Point placement records
+--

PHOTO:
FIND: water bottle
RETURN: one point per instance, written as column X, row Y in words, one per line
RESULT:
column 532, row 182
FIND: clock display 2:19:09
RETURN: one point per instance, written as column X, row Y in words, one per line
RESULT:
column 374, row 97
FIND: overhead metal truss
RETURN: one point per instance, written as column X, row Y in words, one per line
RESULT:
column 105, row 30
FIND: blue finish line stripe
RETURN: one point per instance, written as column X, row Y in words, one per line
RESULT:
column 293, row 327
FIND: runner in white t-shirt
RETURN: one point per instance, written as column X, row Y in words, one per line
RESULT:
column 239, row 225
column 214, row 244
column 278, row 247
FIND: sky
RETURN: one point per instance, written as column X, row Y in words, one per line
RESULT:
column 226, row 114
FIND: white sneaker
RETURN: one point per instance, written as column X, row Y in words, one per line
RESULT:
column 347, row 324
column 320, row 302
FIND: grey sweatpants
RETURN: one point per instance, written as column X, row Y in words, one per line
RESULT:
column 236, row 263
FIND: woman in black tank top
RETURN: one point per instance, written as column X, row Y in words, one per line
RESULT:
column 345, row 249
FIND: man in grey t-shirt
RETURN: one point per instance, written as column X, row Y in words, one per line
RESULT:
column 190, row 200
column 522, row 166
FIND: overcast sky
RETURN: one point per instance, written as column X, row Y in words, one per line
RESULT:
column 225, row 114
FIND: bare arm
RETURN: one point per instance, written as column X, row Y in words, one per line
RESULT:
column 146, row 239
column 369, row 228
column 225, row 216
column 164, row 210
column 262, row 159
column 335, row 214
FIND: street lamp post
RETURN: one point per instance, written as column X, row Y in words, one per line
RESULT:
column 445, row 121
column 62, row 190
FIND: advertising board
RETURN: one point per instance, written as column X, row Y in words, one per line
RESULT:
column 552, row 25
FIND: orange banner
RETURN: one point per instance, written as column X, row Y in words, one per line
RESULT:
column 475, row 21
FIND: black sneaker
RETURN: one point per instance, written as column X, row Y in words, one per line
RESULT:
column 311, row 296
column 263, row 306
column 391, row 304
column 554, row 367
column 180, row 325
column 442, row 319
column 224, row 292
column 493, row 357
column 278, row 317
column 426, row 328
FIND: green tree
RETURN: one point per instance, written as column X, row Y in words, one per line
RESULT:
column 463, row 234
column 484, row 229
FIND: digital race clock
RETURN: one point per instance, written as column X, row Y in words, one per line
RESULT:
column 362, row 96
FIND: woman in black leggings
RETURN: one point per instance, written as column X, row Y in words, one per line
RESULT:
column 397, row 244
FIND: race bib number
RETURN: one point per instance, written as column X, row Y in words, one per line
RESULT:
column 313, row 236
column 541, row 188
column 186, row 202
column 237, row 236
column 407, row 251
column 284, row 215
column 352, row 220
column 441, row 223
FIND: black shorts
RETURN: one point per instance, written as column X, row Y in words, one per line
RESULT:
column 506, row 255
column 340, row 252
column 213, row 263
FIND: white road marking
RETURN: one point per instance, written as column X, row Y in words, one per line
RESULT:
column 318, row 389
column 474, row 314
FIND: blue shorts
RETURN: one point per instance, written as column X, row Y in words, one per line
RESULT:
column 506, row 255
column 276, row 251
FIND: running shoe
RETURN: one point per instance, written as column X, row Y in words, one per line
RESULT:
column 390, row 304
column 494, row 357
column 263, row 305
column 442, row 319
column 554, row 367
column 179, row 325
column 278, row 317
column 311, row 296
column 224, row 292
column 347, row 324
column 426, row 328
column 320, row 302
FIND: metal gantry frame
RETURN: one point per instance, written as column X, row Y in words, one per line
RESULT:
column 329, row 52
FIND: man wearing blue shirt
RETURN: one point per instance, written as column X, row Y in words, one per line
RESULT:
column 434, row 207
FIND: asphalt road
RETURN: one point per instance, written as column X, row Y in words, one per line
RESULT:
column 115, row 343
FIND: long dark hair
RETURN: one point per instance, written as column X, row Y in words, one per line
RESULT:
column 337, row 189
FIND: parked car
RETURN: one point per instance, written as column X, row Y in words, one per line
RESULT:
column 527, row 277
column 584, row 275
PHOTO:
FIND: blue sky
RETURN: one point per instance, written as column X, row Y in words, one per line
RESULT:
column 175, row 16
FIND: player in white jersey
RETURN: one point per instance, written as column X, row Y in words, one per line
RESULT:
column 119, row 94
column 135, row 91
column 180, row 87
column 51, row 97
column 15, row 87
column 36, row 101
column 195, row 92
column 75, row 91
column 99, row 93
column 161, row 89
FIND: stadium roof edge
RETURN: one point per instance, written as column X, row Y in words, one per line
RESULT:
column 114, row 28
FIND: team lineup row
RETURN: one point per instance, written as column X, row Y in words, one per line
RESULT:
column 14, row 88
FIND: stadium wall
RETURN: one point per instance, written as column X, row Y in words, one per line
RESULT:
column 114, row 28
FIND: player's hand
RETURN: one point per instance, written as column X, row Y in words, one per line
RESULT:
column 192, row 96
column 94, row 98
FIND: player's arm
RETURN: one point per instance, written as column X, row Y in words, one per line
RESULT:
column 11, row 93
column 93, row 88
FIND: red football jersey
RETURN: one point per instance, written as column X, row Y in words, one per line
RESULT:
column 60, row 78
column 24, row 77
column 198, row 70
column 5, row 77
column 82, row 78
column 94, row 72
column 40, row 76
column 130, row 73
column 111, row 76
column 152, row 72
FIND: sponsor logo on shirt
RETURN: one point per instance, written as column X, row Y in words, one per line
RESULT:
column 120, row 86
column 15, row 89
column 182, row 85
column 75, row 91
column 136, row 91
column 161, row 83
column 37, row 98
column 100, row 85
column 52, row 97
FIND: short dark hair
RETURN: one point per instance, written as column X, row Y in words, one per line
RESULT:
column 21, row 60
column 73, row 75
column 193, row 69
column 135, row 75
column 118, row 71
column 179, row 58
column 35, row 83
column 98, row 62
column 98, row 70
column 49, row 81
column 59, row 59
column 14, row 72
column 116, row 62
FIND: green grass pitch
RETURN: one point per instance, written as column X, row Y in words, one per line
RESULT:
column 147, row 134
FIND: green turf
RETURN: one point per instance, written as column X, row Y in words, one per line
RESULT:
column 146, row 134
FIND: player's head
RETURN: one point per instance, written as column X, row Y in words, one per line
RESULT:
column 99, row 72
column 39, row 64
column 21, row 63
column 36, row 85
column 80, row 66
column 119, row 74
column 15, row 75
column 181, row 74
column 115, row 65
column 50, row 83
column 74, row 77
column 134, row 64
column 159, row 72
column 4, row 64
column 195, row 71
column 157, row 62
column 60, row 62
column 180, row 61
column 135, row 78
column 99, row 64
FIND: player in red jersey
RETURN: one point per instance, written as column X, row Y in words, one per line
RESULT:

+--

Brief:
Reproduce all of the entries above word for word, keeping every line unchanged and in its original order.

Answer to the problem:
PHOTO:
FIND: water bottle
RETURN: one point per instance, written as column X, row Y in words, one per line
RESULT:
column 532, row 182
FIND: clock display 2:19:09
RETURN: one point per instance, written as column X, row Y in words, one per line
RESULT:
column 374, row 97
FIND: overhead metal truss
RETURN: one point per instance, written as column X, row Y in words, one per line
RESULT:
column 105, row 30
FIND: blue finish line stripe
RETURN: one point per instance, written as column X, row Y in words, one per line
RESULT:
column 293, row 327
FIND: runner in white t-shirt
RETURN: one point per instance, written as column X, row Y in words, one per line
RESULT:
column 239, row 225
column 214, row 244
column 278, row 247
FIND: sky
RETURN: one point per instance, written as column X, row Y in words, one per line
RESULT:
column 226, row 114
FIND: white sneaker
RETURN: one point per instance, written as column X, row Y in words, one per line
RESULT:
column 347, row 324
column 320, row 302
FIND: grey sweatpants
RETURN: one point per instance, written as column X, row Y in words, one per line
RESULT:
column 236, row 263
FIND: woman in black tank top
RETURN: one point per instance, written as column X, row Y in words, one per line
RESULT:
column 345, row 249
FIND: man in grey t-shirt
RETURN: one point per instance, written as column X, row Y in words, one per line
RESULT:
column 190, row 200
column 522, row 166
FIND: overcast sky
RETURN: one point per instance, written as column X, row Y in words, one per line
RESULT:
column 225, row 114
FIND: bare arm
RETURN: one point per instance, written as column X, row Y in words, one per line
RESULT:
column 146, row 239
column 369, row 228
column 225, row 216
column 164, row 210
column 262, row 159
column 335, row 214
FIND: street lamp post
RETURN: one point per instance, written as column X, row Y in words, one per line
RESULT:
column 445, row 121
column 62, row 190
FIND: advertising board
RETURN: one point per instance, written as column X, row Y in words, one per line
RESULT:
column 552, row 25
FIND: orange banner
RETURN: one point per instance, written as column X, row Y in words, one per line
RESULT:
column 475, row 21
FIND: black sneaker
RETURN: one point per instance, written as column X, row Y in words, one per line
RESULT:
column 311, row 296
column 263, row 306
column 391, row 304
column 554, row 367
column 180, row 325
column 442, row 319
column 224, row 292
column 493, row 357
column 278, row 317
column 426, row 328
FIND: green tree
RETURN: one point per instance, written as column X, row Y in words, one per line
RESULT:
column 463, row 234
column 484, row 229
FIND: digital race clock
RETURN: one point per instance, written as column X, row Y in words, one per line
RESULT:
column 362, row 96
FIND: woman in black leggings
RETURN: one point per instance, written as column X, row Y in words, one per line
RESULT:
column 397, row 244
FIND: race bib number
RETURN: one point per instance, written as column X, row Y in words, one per line
RESULT:
column 313, row 236
column 541, row 188
column 186, row 202
column 237, row 236
column 407, row 251
column 284, row 215
column 352, row 220
column 441, row 223
FIND: black shorts
RETURN: one point per instance, written as column X, row Y in words, one per line
RESULT:
column 506, row 255
column 340, row 252
column 213, row 263
FIND: white road marking
RETURN: one point per instance, written as column X, row Y in words, one per line
RESULT:
column 318, row 389
column 474, row 314
FIND: blue shorts
RETURN: one point per instance, written as column X, row Y in words, one per line
RESULT:
column 506, row 255
column 276, row 251
FIND: running shoe
RETURN: one point per instance, written as column X, row Y in words, one per line
RESULT:
column 390, row 304
column 494, row 357
column 263, row 305
column 442, row 319
column 554, row 367
column 179, row 325
column 278, row 317
column 311, row 296
column 224, row 292
column 347, row 324
column 426, row 328
column 320, row 302
FIND: metal gantry frame
RETURN: one point per instance, written as column X, row Y in words, one per line
RESULT:
column 329, row 52
FIND: man wearing blue shirt
RETURN: one point per instance, written as column X, row Y in words, one per line
RESULT:
column 434, row 207
FIND: asphalt road
RETURN: one point per instance, written as column X, row Y in words, one per line
RESULT:
column 115, row 343
FIND: long dark hair
RETURN: one point per instance, written as column X, row Y in words, one per line
RESULT:
column 337, row 189
FIND: parked car
RETURN: one point per instance, written as column X, row Y in words, one per line
RESULT:
column 527, row 277
column 584, row 275
PHOTO:
FIND: blue sky
RETURN: one point per instance, written as column X, row Y in words, one per line
RESULT:
column 175, row 16
FIND: player in white jersey
RETURN: one point per instance, written as column X, row Y in words, one per line
RESULT:
column 119, row 94
column 135, row 91
column 180, row 87
column 51, row 97
column 15, row 87
column 36, row 101
column 195, row 92
column 75, row 91
column 99, row 93
column 161, row 89
FIND: stadium roof edge
RETURN: one point per instance, written as column X, row Y in words, one per line
RESULT:
column 114, row 28
FIND: team lineup row
RETURN: one point per instance, written as column X, row Y in words, one per line
RESULT:
column 14, row 88
FIND: stadium wall
RETURN: one point per instance, written as column X, row Y in words, one per line
RESULT:
column 114, row 28
FIND: player's hand
RETURN: one point per instance, written as column X, row Y in words, one per line
RESULT:
column 192, row 96
column 94, row 98
FIND: player's arm
RETURN: one point per instance, written as column X, row Y in words, one per line
RESULT:
column 11, row 93
column 93, row 88
FIND: red football jersey
RETURN: one point per instance, written as column X, row Y in words, one per line
RESULT:
column 60, row 78
column 24, row 77
column 198, row 70
column 5, row 77
column 82, row 78
column 94, row 72
column 40, row 76
column 130, row 73
column 111, row 76
column 152, row 72
FIND: sponsor logo on shirt
RETURN: one point per instance, written as column X, row Y in words, one per line
RESULT:
column 120, row 86
column 15, row 89
column 182, row 85
column 75, row 91
column 136, row 91
column 161, row 83
column 37, row 98
column 100, row 85
column 52, row 97
FIND: short dark hair
RETURN: one point per instance, written as column X, row Y in words, one per line
RESULT:
column 21, row 60
column 73, row 75
column 193, row 69
column 135, row 75
column 118, row 71
column 179, row 58
column 35, row 83
column 98, row 62
column 98, row 70
column 49, row 81
column 59, row 59
column 14, row 72
column 116, row 62
FIND: green grass pitch
RETURN: one point per instance, written as column X, row Y in words, one per line
RESULT:
column 147, row 134
FIND: green turf
RETURN: one point per instance, written as column X, row Y in words, one per line
RESULT:
column 146, row 134
FIND: player's head
RETURN: one point per instance, written as column X, row Y in words, one per line
RESULT:
column 99, row 72
column 39, row 64
column 21, row 63
column 36, row 85
column 80, row 66
column 119, row 74
column 15, row 75
column 181, row 74
column 115, row 65
column 50, row 83
column 74, row 77
column 134, row 64
column 159, row 72
column 4, row 64
column 195, row 71
column 157, row 62
column 60, row 62
column 180, row 61
column 135, row 78
column 99, row 64
FIND: player in red jersey
RETURN: one point per instance, written as column X, row Y in words, one per line
RESULT:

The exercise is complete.